WHAT THIS EXERCISE ASKS:
1/ According to the Betta Fix thread below, why can Melafix keep fins and wounds clean?
2/ From the Betta Fix thread below, echo the passage starting at "There's a ton" and ending at "oil), an antiseptic.".

PAGE EXTRACT:
————————

# Betta Fix: Good or Bad?



## audjree (Jul 8, 2011)

so, i've heard around here that betta fix shouldn't be used because it may damage their labyrinth organ among other things, but i don't really know the full on details. but, most of the reviews i've read online say it's almost like a miracle drug. 

so what is it, good or bad?


----------



## PewPewPew (Nov 26, 2010)

Alright... First. Dont let some noob come in here and be all OMG, I HEARD IT WAS AWFUL THIS ONE TIME!

There's a ton of misinformation around out there... It all started from one thing, and spiraled out of controlled via rumors, hear say, all of that.

Bettafix is watered down *melafix*.

Melafix is *tee tree oil* (melacula oil), an antiseptic.

Melafix does *not and cannot*:
CURE fin rot
CURE columnaris
CURE anything, really.

It *CAN*, however:
Keep fins and wounds clean, since its an antiseptic.
Helps heal injuries a bit faster.


It *can* damage their labrynth organ, IMO. 

There's another reason its so widely warned about, too-

*Overdose.


That, and only that, really, is the biggest issue with melafix *.

————————

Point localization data
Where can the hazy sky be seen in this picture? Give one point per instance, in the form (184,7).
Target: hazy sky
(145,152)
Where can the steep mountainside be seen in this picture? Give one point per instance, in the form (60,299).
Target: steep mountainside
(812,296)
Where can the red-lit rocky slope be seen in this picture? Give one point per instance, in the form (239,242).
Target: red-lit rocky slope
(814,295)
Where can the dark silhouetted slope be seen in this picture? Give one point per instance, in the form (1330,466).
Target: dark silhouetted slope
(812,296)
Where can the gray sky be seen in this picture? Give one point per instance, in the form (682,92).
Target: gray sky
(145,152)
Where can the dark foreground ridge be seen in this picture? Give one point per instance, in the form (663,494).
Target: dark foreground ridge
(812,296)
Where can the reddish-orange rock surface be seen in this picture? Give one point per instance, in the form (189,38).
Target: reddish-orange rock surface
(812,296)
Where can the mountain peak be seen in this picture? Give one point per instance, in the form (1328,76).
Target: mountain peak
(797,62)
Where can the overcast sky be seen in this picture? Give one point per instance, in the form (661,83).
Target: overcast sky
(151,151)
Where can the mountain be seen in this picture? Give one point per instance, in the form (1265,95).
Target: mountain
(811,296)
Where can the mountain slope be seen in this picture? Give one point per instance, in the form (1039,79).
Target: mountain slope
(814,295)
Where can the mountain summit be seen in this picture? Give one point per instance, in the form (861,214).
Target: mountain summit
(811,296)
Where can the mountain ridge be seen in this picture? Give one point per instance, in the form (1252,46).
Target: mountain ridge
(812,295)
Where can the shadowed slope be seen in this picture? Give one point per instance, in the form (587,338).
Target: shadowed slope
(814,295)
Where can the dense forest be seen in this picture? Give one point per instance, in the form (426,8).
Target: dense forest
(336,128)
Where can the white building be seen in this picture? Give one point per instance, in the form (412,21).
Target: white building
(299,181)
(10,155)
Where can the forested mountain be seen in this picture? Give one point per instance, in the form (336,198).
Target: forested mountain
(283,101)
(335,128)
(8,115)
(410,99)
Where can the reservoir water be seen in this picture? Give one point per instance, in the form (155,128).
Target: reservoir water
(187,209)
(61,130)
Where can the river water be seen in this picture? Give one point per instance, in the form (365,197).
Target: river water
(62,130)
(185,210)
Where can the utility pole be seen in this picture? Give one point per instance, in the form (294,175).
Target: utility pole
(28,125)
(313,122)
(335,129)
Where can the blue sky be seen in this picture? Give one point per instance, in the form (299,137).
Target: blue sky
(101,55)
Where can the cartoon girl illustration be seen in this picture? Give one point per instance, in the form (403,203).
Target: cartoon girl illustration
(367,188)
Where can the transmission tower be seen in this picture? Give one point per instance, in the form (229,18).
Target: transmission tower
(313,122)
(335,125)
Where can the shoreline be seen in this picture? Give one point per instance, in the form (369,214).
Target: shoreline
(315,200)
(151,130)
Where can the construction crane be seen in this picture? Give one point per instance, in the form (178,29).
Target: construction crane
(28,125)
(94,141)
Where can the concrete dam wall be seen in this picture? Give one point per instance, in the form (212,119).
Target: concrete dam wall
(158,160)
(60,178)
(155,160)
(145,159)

————————

SOLUTIONS:
1/ Melafix can keep fins and wounds clean because it is an antiseptic. The thread identifies it as tea tree oil (melacula oil) and gives that as the reason.

2/
There's a ton of misinformation around out there... It all started from one thing, and spiraled out of controlled via rumors, hear say, all of that.

Bettafix is watered down *melafix*.

Melafix is *tee tree oil* (melacula oil), an antiseptic.